▶ SOURCE EXTRACT
>> start
DATEDIFF (TSQL Function)
For year, quarter, month, dayofyear, day, week, returns the count of specified boundaries that exist between startdate and enddate.
Boundaries are a regular series of tick marks on the time axis.
For hour, minute, second, millisecond, microsecond, nanosecond, returns the time interval between startdate and enddate, expressed in the specified unit.
Syntax
DATEDIFF ( datepart , startdate , enddate )
Arguments
- datepart
- type of the boundaries, or result unit.
See the list of valid values for datepart in the table below. - startdate
- is the start date, of type
date
,time
,datetime
. - enddate
- is the end date, of type
date
,time
,datetime
.
Return Types
Returns int
.
>> end
▶ EXERCISE SET
1. Based on the DATEDIFF documentation, state whether each of the following statements agrees with it, answering yes or no and quoting the deciding words: (a) for month, the function returns the time interval expressed in months; (b) boundaries are a regular series of tick marks on the time axis; (c) the function returns a value of type int.
2. Reproduce the stretch of the DATEDIFF documentation from "Boundaries are a" through "the specified unit.".

Recorded data:
>> start
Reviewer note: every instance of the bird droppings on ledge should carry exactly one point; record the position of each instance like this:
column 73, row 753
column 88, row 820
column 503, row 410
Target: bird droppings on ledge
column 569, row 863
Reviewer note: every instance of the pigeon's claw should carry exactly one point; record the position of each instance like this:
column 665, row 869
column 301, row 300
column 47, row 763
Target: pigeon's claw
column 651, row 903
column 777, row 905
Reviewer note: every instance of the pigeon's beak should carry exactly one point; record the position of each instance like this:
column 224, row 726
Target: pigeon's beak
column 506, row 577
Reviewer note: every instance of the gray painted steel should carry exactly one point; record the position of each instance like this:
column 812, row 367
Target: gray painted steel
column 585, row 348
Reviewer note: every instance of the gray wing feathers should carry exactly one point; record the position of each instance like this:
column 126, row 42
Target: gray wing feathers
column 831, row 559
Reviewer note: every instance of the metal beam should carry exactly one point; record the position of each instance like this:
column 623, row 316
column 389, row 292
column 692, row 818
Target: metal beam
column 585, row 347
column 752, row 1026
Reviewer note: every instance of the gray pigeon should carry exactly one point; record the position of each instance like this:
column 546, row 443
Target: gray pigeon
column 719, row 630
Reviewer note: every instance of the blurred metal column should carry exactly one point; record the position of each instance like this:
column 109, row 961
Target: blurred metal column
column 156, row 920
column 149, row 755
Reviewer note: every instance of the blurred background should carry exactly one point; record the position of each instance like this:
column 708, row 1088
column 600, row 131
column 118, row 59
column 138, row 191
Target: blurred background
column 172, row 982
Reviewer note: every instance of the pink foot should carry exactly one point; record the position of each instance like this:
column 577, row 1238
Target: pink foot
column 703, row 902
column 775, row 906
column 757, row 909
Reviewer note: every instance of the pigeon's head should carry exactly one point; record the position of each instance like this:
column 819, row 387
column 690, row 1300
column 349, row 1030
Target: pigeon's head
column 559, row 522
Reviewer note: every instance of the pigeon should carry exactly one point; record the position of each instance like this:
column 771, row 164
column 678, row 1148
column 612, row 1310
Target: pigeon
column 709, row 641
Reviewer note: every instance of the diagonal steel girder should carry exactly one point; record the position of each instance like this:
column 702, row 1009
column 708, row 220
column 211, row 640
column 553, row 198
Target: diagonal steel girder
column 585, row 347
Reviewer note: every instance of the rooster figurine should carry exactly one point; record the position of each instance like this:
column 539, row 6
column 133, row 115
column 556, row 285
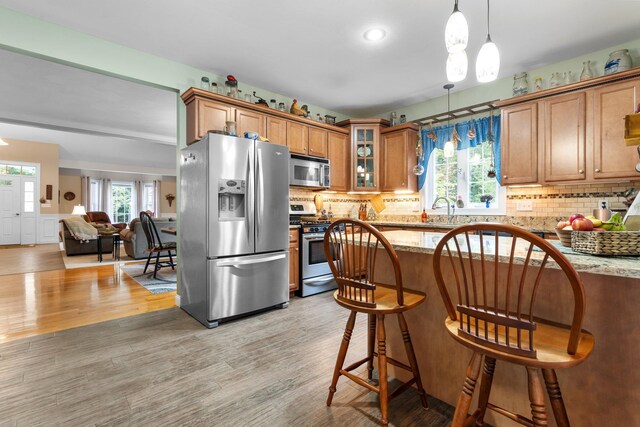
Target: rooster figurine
column 297, row 110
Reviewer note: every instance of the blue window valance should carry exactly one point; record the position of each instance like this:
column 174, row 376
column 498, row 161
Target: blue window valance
column 436, row 137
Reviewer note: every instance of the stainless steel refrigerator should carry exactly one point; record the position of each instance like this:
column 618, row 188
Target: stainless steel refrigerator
column 234, row 221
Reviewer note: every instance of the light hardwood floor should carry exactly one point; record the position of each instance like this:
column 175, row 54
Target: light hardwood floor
column 164, row 368
column 49, row 301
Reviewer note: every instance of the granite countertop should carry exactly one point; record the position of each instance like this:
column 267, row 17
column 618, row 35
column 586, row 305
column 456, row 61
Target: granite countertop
column 425, row 242
column 442, row 226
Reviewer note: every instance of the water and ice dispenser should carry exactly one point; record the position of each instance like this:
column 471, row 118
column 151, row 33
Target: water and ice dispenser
column 231, row 198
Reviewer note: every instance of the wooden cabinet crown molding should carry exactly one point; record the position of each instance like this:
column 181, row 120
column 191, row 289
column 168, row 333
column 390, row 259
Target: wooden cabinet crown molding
column 596, row 81
column 195, row 93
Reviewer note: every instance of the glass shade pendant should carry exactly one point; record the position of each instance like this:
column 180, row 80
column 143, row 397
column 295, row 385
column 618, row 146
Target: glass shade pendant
column 488, row 61
column 457, row 65
column 449, row 149
column 456, row 33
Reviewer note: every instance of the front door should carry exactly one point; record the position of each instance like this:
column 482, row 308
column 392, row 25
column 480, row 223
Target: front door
column 10, row 209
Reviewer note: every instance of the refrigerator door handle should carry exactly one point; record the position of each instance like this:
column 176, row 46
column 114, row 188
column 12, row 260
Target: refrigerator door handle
column 234, row 263
column 259, row 194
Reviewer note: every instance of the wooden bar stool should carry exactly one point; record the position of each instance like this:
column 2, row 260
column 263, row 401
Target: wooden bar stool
column 354, row 246
column 494, row 316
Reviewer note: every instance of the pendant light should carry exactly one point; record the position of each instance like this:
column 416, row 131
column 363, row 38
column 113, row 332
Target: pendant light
column 449, row 148
column 456, row 33
column 488, row 62
column 457, row 65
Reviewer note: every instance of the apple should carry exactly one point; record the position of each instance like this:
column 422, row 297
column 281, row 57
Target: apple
column 574, row 217
column 582, row 224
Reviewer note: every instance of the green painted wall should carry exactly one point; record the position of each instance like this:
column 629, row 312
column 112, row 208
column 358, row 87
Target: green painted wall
column 36, row 37
column 502, row 88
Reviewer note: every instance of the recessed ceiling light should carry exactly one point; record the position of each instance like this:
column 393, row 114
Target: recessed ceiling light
column 374, row 34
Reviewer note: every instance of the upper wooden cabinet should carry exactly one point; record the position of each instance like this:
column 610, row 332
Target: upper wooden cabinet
column 519, row 144
column 204, row 115
column 580, row 132
column 317, row 142
column 338, row 150
column 564, row 137
column 277, row 130
column 250, row 121
column 209, row 111
column 611, row 157
column 297, row 138
column 399, row 157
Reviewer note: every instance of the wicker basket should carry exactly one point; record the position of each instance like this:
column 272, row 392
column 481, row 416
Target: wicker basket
column 564, row 236
column 607, row 242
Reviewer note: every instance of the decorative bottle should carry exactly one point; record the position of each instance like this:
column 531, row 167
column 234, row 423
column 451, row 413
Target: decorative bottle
column 586, row 71
column 520, row 84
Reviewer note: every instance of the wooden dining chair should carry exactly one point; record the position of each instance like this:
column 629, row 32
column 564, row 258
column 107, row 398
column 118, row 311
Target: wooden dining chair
column 494, row 281
column 355, row 249
column 155, row 245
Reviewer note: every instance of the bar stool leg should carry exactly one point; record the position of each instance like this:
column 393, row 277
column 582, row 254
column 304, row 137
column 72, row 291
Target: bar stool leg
column 557, row 404
column 469, row 386
column 371, row 344
column 536, row 397
column 412, row 359
column 485, row 389
column 382, row 370
column 342, row 354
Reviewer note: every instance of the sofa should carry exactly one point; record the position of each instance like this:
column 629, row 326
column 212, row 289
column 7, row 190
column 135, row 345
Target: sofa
column 135, row 241
column 102, row 218
column 77, row 247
>> end
▶ THE ANSWERS
1.
(a) No: "For year, quarter, month, dayofyear, day, week, returns the count of specified boundaries that exist between startdate and enddate."
(b) Yes: "Boundaries are a regular series of tick marks on the time axis."
(c) Yes: "Returns int"

2.
Boundaries are a regular series of tick marks on the time axis.
For hour, minute, second, millisecond, microsecond, nanosecond, returns the time interval between startdate and enddate, expressed in the specified unit.